◆ MATERIAL FOR THIS TASK ◆
⁂
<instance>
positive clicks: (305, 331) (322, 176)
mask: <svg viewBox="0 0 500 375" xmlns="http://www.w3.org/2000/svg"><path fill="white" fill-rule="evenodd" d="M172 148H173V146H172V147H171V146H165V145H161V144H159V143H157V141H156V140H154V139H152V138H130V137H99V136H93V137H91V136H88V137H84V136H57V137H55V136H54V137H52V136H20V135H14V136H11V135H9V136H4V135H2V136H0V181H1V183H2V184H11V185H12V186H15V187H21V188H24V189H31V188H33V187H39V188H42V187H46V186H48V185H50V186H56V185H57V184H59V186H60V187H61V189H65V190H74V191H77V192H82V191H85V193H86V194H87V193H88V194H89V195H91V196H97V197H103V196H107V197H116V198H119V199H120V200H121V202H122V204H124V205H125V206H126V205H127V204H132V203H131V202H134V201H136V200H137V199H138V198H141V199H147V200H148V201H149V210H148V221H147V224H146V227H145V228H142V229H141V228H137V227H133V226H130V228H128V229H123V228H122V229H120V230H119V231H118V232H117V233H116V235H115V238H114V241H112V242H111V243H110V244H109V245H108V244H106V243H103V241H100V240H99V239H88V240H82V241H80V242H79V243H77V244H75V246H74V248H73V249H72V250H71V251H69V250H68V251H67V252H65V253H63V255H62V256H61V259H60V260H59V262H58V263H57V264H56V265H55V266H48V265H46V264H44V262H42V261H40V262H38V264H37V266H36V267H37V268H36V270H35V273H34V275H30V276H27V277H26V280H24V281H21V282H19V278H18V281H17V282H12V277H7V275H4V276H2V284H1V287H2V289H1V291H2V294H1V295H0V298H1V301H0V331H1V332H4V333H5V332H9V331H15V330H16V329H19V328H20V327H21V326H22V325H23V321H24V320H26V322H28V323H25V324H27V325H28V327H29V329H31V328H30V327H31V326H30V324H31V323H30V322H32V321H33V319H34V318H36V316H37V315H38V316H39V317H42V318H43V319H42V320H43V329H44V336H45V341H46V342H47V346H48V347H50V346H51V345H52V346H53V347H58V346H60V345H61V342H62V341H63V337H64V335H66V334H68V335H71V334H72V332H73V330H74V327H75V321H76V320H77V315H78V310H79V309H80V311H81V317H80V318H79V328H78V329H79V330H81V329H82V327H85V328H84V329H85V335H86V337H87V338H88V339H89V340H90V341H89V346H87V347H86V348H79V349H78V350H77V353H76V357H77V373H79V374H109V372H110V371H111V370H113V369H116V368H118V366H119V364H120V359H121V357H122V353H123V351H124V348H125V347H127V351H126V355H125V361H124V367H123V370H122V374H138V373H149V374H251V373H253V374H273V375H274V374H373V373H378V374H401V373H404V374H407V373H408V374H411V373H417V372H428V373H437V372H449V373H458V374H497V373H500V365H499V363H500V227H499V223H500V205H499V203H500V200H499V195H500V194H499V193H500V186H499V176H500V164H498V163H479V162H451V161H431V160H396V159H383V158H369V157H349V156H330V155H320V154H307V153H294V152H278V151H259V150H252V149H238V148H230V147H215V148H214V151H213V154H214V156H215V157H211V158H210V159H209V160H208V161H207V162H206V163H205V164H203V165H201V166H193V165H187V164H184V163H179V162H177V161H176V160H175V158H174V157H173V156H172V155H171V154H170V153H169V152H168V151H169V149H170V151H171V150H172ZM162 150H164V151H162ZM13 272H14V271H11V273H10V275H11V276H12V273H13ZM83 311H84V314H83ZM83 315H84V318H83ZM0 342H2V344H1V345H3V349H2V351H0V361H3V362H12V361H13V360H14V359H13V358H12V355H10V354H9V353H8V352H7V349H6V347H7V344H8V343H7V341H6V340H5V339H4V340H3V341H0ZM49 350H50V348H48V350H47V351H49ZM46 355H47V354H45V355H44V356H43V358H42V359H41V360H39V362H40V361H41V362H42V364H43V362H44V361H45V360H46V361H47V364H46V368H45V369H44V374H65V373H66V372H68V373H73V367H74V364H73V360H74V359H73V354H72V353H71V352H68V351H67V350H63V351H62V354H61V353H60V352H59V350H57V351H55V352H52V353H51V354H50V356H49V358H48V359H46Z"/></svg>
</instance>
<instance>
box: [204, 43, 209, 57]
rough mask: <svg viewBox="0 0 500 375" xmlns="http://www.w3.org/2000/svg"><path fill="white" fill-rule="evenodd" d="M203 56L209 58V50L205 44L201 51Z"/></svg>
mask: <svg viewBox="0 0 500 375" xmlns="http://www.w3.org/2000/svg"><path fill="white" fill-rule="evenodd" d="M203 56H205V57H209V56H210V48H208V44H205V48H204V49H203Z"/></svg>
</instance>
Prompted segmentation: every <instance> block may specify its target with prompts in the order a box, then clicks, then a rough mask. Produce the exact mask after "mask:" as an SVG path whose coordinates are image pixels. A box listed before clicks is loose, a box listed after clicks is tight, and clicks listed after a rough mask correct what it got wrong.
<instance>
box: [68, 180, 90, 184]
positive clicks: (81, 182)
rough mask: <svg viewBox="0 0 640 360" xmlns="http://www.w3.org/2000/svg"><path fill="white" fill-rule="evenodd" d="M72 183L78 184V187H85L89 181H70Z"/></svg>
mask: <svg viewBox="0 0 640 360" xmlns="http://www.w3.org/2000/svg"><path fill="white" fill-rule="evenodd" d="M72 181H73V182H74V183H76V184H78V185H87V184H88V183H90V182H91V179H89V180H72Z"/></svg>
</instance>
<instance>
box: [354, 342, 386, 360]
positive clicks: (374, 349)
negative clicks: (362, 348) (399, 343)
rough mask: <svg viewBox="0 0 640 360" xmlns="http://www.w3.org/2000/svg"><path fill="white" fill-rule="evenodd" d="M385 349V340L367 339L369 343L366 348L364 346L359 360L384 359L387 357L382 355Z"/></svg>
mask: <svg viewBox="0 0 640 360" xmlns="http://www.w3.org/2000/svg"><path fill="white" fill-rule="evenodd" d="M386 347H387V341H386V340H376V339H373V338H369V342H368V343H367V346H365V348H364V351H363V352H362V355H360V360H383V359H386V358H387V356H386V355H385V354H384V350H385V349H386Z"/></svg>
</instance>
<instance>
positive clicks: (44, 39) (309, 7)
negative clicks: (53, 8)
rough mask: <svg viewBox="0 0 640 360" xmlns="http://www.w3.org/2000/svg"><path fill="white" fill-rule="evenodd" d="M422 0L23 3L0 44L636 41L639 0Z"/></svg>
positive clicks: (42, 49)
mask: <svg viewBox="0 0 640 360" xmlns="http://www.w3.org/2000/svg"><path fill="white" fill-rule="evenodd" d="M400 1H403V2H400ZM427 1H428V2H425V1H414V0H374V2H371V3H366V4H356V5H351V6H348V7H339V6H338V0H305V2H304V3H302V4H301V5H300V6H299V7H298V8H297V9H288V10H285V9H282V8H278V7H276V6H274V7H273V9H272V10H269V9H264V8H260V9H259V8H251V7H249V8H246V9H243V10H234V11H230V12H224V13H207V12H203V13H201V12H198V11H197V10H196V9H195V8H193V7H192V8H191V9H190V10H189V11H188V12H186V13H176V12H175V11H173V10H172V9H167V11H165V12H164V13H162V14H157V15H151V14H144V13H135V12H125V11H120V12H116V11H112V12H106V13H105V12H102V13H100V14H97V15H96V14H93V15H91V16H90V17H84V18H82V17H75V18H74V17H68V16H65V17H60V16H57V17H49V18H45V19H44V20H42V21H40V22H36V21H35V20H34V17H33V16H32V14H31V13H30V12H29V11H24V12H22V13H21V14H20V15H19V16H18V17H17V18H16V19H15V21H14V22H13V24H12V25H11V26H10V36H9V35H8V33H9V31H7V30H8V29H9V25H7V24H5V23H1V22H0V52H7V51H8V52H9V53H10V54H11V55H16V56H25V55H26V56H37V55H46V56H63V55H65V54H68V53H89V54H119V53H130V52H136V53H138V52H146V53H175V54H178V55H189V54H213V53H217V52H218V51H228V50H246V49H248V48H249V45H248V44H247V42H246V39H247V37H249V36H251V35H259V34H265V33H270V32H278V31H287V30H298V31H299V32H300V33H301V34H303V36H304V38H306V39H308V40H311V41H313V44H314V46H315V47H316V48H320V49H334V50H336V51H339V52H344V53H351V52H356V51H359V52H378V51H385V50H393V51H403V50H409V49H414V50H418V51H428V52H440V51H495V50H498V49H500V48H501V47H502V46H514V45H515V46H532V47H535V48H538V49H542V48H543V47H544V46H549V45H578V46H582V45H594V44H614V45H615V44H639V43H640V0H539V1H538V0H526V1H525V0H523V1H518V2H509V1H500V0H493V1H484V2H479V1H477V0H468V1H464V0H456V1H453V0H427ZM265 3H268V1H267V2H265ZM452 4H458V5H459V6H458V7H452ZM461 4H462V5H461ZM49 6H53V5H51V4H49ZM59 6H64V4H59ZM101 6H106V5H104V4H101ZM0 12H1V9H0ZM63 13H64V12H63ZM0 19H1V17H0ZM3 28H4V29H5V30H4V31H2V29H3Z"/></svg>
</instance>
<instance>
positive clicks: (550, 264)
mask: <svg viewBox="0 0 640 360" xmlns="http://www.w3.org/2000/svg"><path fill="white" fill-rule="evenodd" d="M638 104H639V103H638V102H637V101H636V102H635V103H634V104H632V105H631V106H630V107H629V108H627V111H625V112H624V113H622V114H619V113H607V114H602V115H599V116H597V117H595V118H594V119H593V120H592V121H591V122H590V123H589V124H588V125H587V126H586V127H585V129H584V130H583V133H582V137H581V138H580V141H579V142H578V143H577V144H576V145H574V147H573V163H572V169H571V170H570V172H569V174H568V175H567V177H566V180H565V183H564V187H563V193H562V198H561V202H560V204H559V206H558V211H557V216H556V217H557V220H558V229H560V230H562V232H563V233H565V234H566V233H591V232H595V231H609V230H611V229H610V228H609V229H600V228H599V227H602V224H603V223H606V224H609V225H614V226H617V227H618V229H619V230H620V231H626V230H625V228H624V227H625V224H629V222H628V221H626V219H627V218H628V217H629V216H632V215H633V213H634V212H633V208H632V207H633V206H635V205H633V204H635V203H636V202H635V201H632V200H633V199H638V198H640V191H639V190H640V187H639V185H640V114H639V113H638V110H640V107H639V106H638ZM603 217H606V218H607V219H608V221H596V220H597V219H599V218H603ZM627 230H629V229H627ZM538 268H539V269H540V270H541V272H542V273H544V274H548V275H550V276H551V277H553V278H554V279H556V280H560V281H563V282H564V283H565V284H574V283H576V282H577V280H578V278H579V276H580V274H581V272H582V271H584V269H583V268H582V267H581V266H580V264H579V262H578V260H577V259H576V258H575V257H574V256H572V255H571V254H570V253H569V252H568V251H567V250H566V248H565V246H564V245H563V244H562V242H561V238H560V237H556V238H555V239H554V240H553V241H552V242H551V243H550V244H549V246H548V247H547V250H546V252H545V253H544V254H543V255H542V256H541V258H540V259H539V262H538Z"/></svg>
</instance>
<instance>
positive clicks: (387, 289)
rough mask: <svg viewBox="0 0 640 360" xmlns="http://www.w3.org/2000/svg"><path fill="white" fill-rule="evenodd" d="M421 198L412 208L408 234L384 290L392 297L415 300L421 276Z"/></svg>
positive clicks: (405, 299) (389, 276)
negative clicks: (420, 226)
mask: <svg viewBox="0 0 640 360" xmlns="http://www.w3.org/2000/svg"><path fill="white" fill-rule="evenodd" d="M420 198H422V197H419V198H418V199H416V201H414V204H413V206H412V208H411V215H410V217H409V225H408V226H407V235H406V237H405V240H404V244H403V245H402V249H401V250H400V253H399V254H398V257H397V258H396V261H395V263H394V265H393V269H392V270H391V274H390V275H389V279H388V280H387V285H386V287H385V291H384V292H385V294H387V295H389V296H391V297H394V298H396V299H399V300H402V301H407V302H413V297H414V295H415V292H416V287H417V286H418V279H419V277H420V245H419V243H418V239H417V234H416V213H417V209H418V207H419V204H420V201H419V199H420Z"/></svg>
⁂
◆ WORK TO BE COMPLETED ◆
Locate every line in the data above that contains the string "rough", treating uppercase and lowercase as different, and copy each of those lines.

◆ OUTPUT FOR THIS EXERCISE ◆
rough mask: <svg viewBox="0 0 500 375" xmlns="http://www.w3.org/2000/svg"><path fill="white" fill-rule="evenodd" d="M203 56L209 58V50L205 44L201 51Z"/></svg>
Prompted segmentation: every <instance> block may specify its target with prompts in the order a box, then clicks, then a rough mask. Produce the exact mask after "mask:" as an SVG path whose coordinates are image pixels. A box listed before clicks is loose, a box listed after clicks is tight, and clicks listed after a rough mask correct what it got wrong.
rough mask: <svg viewBox="0 0 640 360" xmlns="http://www.w3.org/2000/svg"><path fill="white" fill-rule="evenodd" d="M72 183L78 184V187H85L89 181H70Z"/></svg>
rough mask: <svg viewBox="0 0 640 360" xmlns="http://www.w3.org/2000/svg"><path fill="white" fill-rule="evenodd" d="M385 349V340L367 339L369 343L366 348L364 346L359 360L384 359L387 357L382 355Z"/></svg>
rough mask: <svg viewBox="0 0 640 360" xmlns="http://www.w3.org/2000/svg"><path fill="white" fill-rule="evenodd" d="M422 0L23 3L0 44L636 41L639 0Z"/></svg>
rough mask: <svg viewBox="0 0 640 360" xmlns="http://www.w3.org/2000/svg"><path fill="white" fill-rule="evenodd" d="M421 198L412 208L408 234L384 290L392 297L415 300L421 276Z"/></svg>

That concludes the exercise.